▸ **RECORDS SUPPLIED**
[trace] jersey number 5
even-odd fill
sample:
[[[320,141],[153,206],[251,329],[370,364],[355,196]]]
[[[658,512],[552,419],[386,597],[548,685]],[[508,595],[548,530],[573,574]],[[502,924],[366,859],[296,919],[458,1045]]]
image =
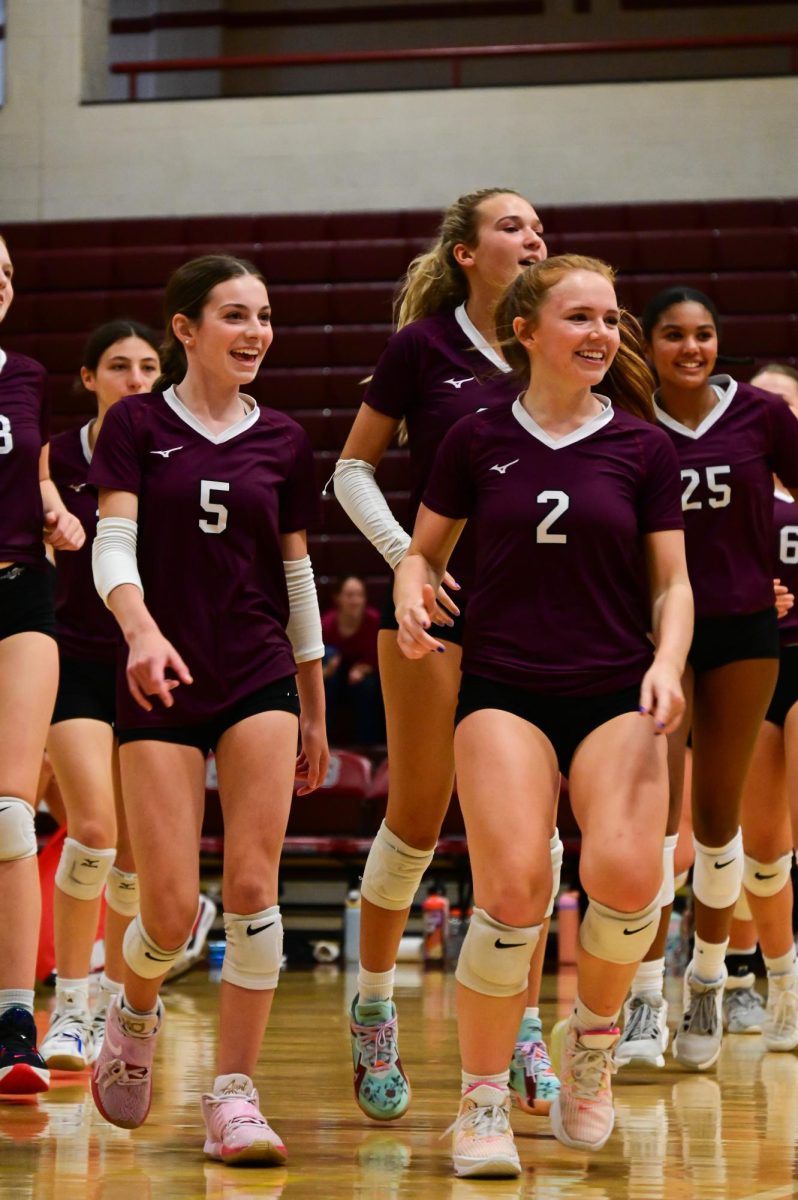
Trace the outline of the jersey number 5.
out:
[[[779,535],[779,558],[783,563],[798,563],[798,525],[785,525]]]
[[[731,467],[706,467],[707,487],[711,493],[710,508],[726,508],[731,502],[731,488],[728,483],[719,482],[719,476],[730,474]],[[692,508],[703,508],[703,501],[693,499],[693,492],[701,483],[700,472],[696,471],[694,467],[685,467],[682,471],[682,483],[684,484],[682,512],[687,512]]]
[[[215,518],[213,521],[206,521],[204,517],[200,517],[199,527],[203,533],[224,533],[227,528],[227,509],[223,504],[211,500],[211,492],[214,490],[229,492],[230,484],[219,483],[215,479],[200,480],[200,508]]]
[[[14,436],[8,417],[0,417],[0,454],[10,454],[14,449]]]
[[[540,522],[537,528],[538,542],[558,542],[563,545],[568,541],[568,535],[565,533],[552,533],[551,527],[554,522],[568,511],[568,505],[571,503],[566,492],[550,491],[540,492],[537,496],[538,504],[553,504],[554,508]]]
--
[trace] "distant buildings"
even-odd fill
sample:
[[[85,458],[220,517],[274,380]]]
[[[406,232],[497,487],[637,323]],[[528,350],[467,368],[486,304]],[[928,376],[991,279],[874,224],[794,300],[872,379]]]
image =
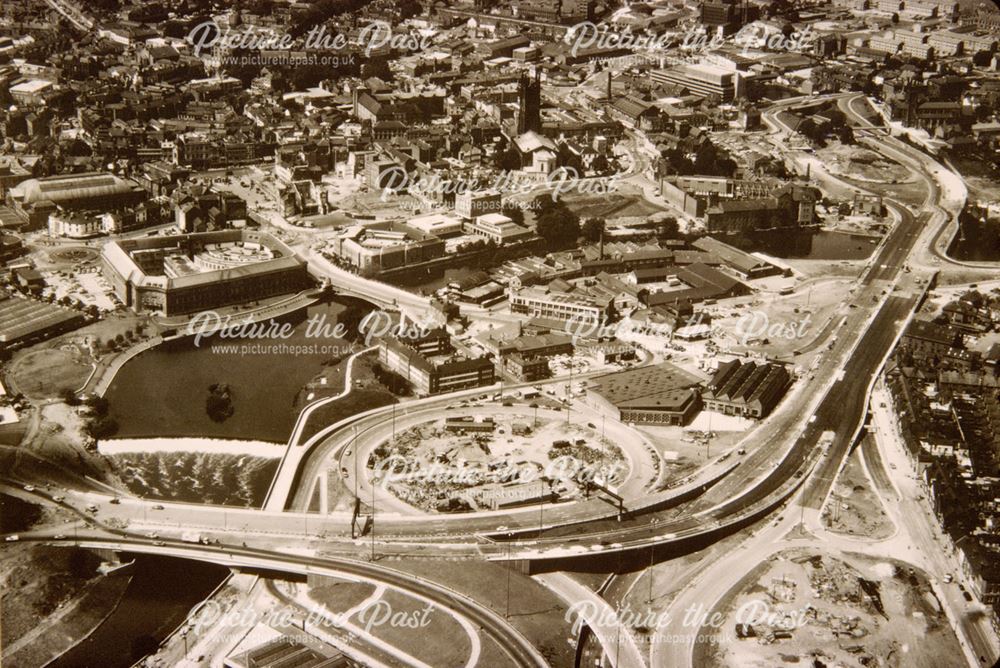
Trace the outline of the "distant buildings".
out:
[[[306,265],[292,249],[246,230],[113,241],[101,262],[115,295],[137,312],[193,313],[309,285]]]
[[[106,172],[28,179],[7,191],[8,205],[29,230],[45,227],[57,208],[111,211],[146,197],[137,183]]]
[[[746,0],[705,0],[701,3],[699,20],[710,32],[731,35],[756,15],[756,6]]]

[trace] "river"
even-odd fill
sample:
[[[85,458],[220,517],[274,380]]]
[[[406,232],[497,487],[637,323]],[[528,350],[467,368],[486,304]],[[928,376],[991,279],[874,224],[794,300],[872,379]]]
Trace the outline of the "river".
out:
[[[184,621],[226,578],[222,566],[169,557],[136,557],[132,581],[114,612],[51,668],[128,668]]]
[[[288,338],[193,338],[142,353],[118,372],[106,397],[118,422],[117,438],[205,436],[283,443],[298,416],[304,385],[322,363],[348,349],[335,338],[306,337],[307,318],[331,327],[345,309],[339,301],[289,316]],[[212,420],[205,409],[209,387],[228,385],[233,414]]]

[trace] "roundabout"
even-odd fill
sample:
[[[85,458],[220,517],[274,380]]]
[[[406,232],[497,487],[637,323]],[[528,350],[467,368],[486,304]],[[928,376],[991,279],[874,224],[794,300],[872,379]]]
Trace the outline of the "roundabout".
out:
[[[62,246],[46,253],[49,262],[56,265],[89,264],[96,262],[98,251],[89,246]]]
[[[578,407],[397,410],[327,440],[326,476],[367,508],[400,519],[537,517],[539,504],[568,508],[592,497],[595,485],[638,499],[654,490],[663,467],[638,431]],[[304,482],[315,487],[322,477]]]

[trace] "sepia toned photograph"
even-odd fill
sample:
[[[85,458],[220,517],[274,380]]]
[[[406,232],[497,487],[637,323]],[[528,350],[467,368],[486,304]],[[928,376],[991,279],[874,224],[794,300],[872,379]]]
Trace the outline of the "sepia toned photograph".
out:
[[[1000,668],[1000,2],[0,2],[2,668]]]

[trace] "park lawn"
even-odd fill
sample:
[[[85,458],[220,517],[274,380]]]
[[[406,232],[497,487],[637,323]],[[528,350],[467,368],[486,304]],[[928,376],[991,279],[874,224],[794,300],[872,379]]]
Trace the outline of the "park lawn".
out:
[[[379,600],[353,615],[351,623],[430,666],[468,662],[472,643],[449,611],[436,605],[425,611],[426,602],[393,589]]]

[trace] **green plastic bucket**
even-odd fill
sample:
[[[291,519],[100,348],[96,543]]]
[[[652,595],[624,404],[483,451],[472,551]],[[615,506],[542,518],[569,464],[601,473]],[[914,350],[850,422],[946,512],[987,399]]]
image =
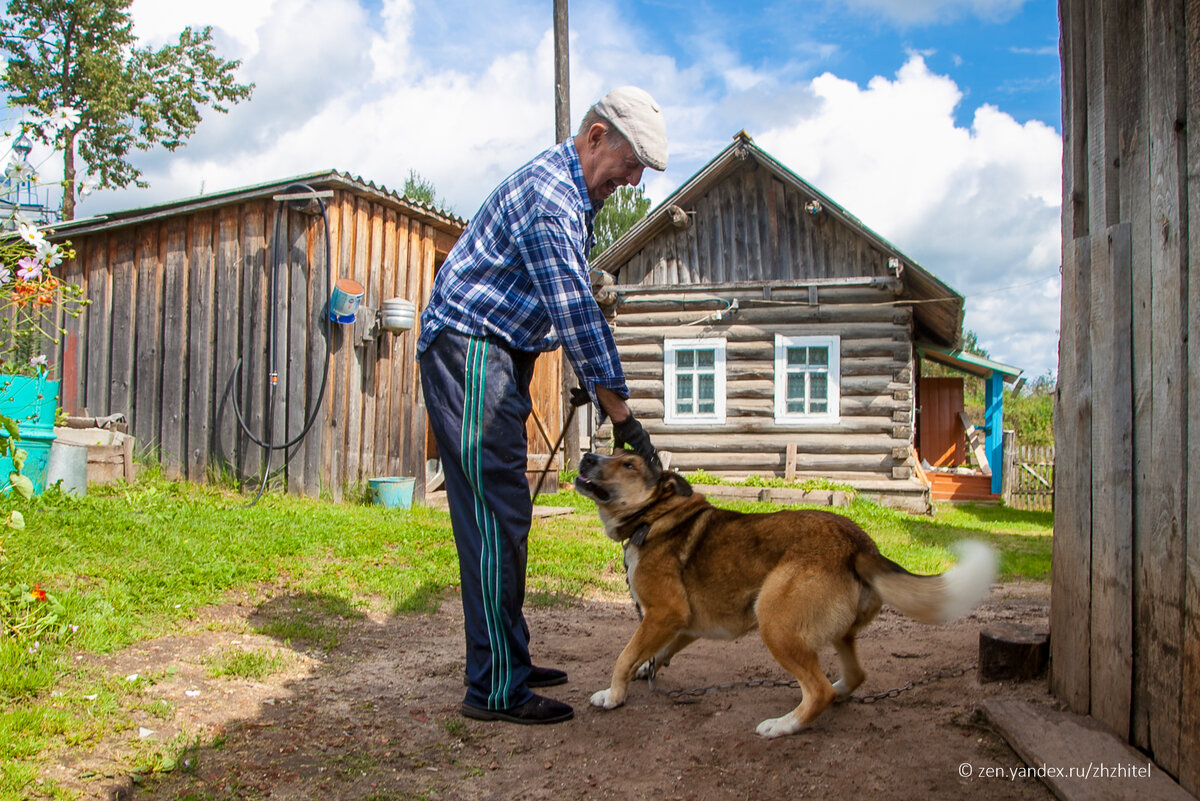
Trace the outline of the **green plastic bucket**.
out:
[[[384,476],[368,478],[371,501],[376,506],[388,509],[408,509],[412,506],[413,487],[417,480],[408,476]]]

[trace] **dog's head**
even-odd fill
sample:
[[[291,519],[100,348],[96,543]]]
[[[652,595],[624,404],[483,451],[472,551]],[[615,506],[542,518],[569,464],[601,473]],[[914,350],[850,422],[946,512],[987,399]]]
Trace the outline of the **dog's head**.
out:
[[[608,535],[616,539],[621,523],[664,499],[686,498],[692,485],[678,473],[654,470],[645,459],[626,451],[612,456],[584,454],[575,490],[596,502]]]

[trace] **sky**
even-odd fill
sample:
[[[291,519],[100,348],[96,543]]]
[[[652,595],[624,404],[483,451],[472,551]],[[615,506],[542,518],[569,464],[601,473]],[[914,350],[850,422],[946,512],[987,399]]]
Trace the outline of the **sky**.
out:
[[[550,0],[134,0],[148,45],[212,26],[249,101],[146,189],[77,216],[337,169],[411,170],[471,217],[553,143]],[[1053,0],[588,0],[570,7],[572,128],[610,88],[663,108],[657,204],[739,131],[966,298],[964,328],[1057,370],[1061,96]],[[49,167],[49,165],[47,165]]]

▸ **TASK TO CARRY OUT**
One number and nothing else is the answer: how many lines of the material include "buildings".

▸ **RESULT OF THIS TASK**
2